● TASK:
Please answer these questions using the immigration article:
1. Which commentator does it name alongside reactionary media outlets?
2. According to the article, what has dramatically increased across the country in the last year?
3. What does it call the true culprit behind economic insecurity and depressed wages?

● PAGE TEXT:
☆ ☆ ☆ ☆

Monday, November 26, 2007

Immigration

Expanding the Fight for Economic Justice: Immigration, Foreign Policy and Worker's Rights

After a full year of YDS' Immigrant Rights Project, it is clear that our work to promote immigrant rights is necessary and important. The compromise immigration proposal in Congress this summer (while supported by many immigrant rights advocates, particularly those with an inside-the-beltway relationship with institutions of power) was rejected by many other immigrants and their allies, including the Young Democratic Socialists. We believe that the proposed bill compromised far too much and would have created, among other things, an even more unbalanced economic relationship between capitalist institutions and everyday people, both here and abroad, than currently exists. This outweighs the fact that most political analysis believe that the Democratic Party will not take up the issue of immigrant rights for several years, even if they win the White House and maintain their power in Congress.

If YDS believed in a primarily electoral path to justice, we would simply pursue a new national project. However, as socialists committed to true democratic politics, we believe that the fight for reforms is as much about empowering, positioning and preparing working people for the next fight as it is about winning any particular election or enacting needed legislation. It's about organizing! The right knows this, and indeed the compromise bill emboldened a vocal right wing grassroots such as the Minutemen. The Right wing base, led by the reactionary media outlets and commentators such as Lou Dobbs and hard right elected officials, will continue to demonize immigrants and lay the groundwork for punitive local policies.

This drumbeat for deportation compliments Immigration and Customs Enforcement (ICE) raids across the country, which have dramatically increased in the last year and targeted workplaces where workers have demanded better working conditions or wages. The Right's rhetoric demonizes immigrant women, justifies the separation of parents without papers from their American children, and blames immigrants for wasting public resources in schools and hospitals. Such rhetoric ignores the facts that 1) undocumented immigrants pay billions more into Social Security and Medicare than they take out and 2) immigrants collectively pay more in taxes than they consume[1]. Now that capital's primary goal of a massive new guest worker program failed through the compromise bill, corporate interests are likely to push for this and other policies through individual legislation. Immigrant communities terrorized by ICE attacks on their workplaces, their homes, and even the shopping centers they frequent are fighting back, but they need solidarity from allies now more than ever.[2]

Our role as democratic socialists is thus to organize our communities to side with progressive forces on immigration. The time is now to fight back against the scapegoating of immigrant workers. Our job as socialists is to educate our peers about the true culprit behind economic insecurity and depressed wages: the capitalist system of exploitation. The Young Democratic Socialists nationally and locally must mobilize young people to support the rights of all workers, undocumented or not. This is especially important for chapters outside of major immigrant communities. We must be the allies of immigrants where their voices are often neglected. In addition, it is up to socialists to argue that as long as capitalism is the dominant global economic system, and capital flows across borders without regulation, migration will be a fact of life and immigrant workers will be simultaneously exploited and blamed for native workers' economic woes.

☆ ☆ ☆ ☆

● SUPPLIED DATA:
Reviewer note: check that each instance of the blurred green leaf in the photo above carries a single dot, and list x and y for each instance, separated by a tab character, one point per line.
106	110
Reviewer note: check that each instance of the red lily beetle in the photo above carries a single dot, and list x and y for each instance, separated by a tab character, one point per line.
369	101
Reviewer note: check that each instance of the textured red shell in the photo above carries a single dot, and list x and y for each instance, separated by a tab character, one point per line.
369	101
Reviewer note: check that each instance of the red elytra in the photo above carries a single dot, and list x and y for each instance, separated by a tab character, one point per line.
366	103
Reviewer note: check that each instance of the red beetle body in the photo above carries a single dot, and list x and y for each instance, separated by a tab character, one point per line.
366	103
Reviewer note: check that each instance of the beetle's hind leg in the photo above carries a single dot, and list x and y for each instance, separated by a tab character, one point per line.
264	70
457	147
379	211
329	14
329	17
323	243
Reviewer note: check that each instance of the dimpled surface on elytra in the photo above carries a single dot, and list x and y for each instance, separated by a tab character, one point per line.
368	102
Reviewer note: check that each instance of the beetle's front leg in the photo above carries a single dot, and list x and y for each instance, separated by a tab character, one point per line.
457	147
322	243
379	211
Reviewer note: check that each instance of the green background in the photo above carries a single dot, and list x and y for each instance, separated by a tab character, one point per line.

☆ ☆ ☆ ☆

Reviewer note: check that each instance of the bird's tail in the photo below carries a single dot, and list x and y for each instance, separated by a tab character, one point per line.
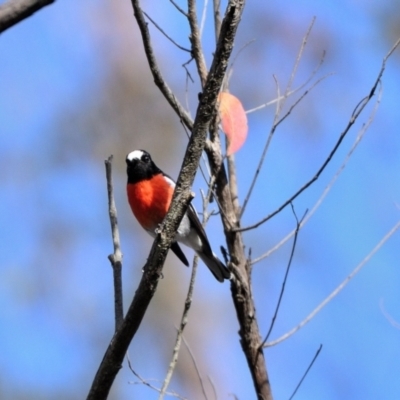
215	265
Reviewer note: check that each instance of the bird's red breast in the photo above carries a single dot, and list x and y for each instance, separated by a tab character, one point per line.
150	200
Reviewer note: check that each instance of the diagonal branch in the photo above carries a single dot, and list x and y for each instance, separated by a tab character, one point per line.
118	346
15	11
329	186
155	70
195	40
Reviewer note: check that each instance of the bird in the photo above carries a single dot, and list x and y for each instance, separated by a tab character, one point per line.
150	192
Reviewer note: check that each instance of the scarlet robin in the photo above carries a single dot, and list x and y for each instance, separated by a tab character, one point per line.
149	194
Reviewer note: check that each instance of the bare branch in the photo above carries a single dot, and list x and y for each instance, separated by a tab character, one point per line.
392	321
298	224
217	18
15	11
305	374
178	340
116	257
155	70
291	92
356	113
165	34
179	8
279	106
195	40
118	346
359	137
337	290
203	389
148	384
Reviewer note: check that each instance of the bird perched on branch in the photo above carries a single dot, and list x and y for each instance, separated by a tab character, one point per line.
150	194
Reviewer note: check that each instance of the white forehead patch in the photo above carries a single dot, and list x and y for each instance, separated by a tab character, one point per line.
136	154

☆ ☆ ☆ ☆

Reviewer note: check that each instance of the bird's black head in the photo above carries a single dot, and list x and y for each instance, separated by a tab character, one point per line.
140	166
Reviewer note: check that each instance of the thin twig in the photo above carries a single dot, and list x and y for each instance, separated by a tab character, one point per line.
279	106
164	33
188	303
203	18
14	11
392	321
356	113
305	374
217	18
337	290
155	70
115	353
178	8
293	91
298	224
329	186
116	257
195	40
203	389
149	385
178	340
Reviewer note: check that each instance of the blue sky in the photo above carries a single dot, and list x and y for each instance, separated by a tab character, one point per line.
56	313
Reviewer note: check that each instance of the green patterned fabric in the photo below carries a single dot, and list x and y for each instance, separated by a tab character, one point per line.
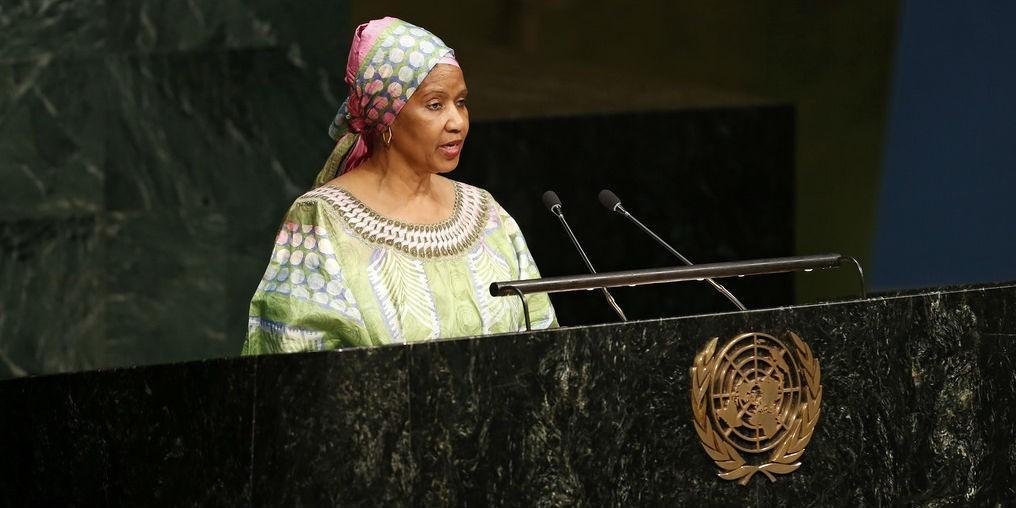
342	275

☆ ☆ ☆ ☆

● OUTPUT:
1. Lou Dobbs
2. Immigration and Customs Enforcement (ICE) raids
3. The capitalist system of exploitation